* _MATERIALS PROVIDED_:
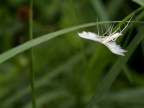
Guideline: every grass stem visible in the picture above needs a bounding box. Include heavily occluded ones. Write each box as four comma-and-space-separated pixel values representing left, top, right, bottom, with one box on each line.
29, 0, 36, 108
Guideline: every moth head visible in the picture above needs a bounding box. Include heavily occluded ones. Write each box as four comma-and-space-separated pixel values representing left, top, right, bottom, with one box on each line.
111, 32, 122, 41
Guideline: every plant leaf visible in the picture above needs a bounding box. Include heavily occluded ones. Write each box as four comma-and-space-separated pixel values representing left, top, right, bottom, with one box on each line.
133, 0, 144, 6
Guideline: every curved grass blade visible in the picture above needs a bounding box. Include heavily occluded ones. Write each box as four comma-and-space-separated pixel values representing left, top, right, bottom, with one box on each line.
0, 7, 142, 65
0, 21, 114, 64
0, 21, 143, 65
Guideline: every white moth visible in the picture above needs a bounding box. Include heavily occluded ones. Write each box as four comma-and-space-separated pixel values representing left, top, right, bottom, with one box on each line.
78, 19, 131, 56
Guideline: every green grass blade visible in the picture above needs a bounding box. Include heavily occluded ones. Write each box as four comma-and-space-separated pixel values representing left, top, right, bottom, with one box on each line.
133, 0, 144, 6
29, 0, 36, 108
0, 21, 114, 64
0, 7, 142, 65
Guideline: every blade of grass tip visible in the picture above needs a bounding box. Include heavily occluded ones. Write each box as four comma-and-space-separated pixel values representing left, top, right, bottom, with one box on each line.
0, 21, 113, 64
86, 25, 144, 108
29, 0, 36, 108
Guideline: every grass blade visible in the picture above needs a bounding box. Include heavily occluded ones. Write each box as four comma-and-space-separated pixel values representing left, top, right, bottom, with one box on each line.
0, 21, 113, 64
29, 0, 36, 108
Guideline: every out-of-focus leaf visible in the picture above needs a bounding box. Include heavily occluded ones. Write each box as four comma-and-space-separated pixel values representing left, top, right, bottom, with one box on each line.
133, 0, 144, 6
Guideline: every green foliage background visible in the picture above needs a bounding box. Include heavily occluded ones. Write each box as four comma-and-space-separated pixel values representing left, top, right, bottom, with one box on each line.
0, 0, 144, 108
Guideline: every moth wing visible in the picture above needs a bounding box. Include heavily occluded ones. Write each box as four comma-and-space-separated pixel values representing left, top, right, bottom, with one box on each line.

* _WORK TO BE COMPLETED_: Set down all of the entries exactly. Leave the pictures out.

* _EXERCISE RESULT_:
Guideline: every grass stem visible in the picture above needs a bounding box. Include heavily occluded ones. Write each box as four comma-and-space-separated pixel values representing left, top, right, bottom, with one box on each line.
29, 0, 36, 108
Guideline: every moth head visible in the picture above needs a bounding box. Include heavily occluded ones. Write each box as four comma-and-space-separated pixel values representing left, top, right, bottom, with one box on each line.
111, 32, 122, 41
Guideline: every plant leaf visible in the picture above needs a bounding box. Include heavily occluded ones. Write each box as four comma-and-space-separated pixel values representing left, top, right, bottom, with one box on each line.
133, 0, 144, 6
Guideline: every curved grass blade visible in the picture above needs a bounding box. Include heavily occluded ones. Write each box as four comma-and-space-separated pixel values representing left, top, right, bottom, with one box on each line.
0, 7, 142, 65
0, 21, 114, 64
0, 21, 143, 65
Guideline: every white moth visible in the picture above needs a bounding box. Include heavily occluded ones. Write each box as four comma-and-space-separated pixel values representing left, top, right, bottom, with one box on each line.
78, 19, 131, 56
Guideline: every green grass blade visible in the picture above needs a bounding box. Include heavily occluded ones. Write each box as four comma-and-space-separated pixel values representing left, top, right, bottom, with one box on each line.
133, 0, 144, 6
29, 0, 36, 108
0, 21, 114, 64
0, 7, 142, 65
Guideline: every blade of grass tip visible in the picture above needs a bounding box. Include heavily occluded ones. Write each box as four comma-and-space-separated pixel values representing left, top, right, bottom, with one box on each line.
0, 21, 113, 64
86, 25, 144, 108
29, 0, 36, 108
Guideline: every grass blade visible in the picture above needs a bounding box. Include heavily occluded ones. Write each box as four comma-and-space-separated pixel values representing left, top, right, bottom, with one box on each line.
0, 21, 113, 64
29, 0, 36, 108
Guideline: every out-of-focus leaf visible in the picture above needs a bounding box. Include heavily occluded ones. Write each box as four comma-and-space-separated pixel values representing left, top, right, bottom, with one box on each line.
133, 0, 144, 6
Guideline: every green foliage background visible in the picture above needs a bounding box. Include heavily occluded ones. Write each box as four comma-and-space-separated pixel values representing left, top, right, bottom, with one box on each line.
0, 0, 144, 108
Guideline: every moth wing visible in the picture above needs a bounding box. Include heavily occluded ones. Write each box as four comma-and-space-separated pixel values representing left, top, right, bottom, with one box on each line.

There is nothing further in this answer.